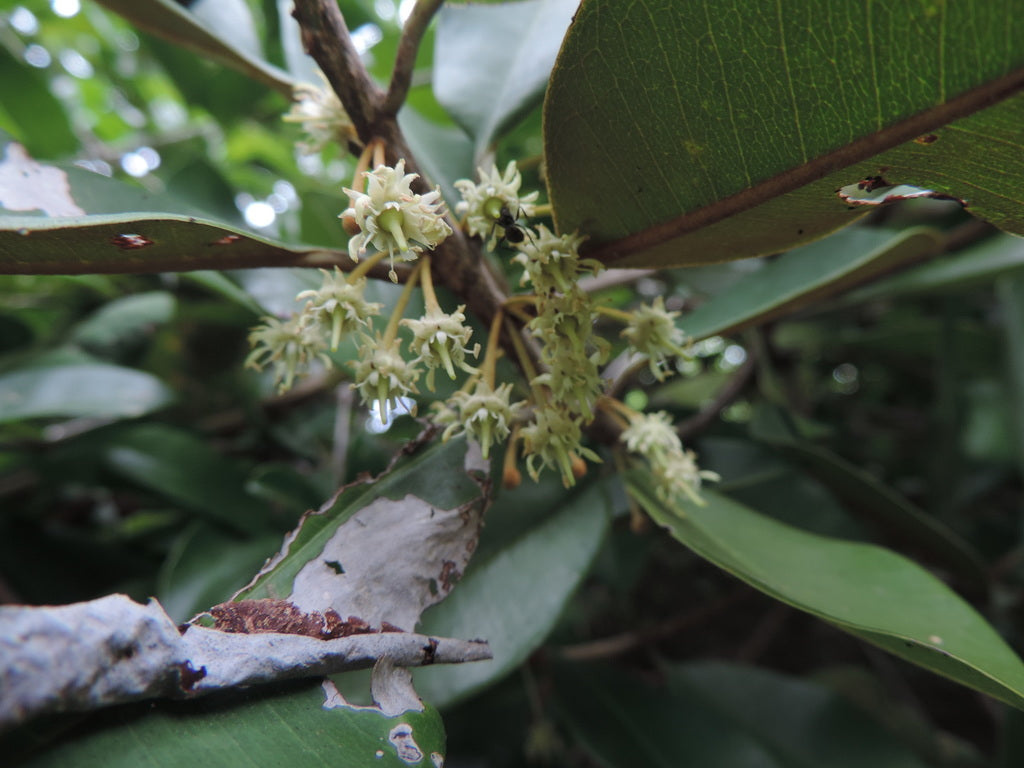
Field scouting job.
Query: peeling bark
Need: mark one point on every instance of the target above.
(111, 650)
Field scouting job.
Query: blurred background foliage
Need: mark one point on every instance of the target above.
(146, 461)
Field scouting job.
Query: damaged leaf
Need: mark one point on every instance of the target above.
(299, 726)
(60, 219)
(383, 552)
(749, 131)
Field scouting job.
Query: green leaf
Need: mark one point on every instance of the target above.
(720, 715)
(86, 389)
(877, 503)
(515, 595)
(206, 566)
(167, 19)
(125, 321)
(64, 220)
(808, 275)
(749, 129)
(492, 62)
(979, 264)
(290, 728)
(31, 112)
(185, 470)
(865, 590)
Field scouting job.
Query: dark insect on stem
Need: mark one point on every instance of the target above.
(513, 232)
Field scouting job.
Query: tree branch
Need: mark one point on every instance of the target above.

++++++++++

Could you set out every line of the records above as a numbered list, skipping blank lines and leaving the pictures out?

1. Field scouting job.
2. Query: peeling bark
3. Need: mark one point on every instance of the target above.
4. (111, 650)
5. Field scouting job.
6. Query: blurred background foliage
7. Need: mark one point on every instance of the target above.
8. (146, 461)
9. Field scouting job.
10. Query: damaged leaf
11. Need: mark one point on every instance of the target above.
12. (299, 726)
13. (60, 219)
14. (383, 552)
15. (749, 131)
16. Field scouting job.
17. Query: green leaf
18. Need: mark one point on every instance of the target above.
19. (720, 715)
20. (86, 389)
21. (877, 503)
22. (515, 595)
23. (206, 566)
24. (167, 19)
25. (125, 321)
26. (64, 220)
27. (808, 275)
28. (749, 129)
29. (492, 62)
30. (979, 264)
31. (290, 728)
32. (31, 112)
33. (185, 470)
34. (865, 590)
35. Field scouting job.
36. Query: dark insect on stem
37. Need: mark one point on every instance of the target above.
38. (513, 232)
39. Field scouting job.
40. Query: tree branch
41. Need: mark one point on every instance of the target above.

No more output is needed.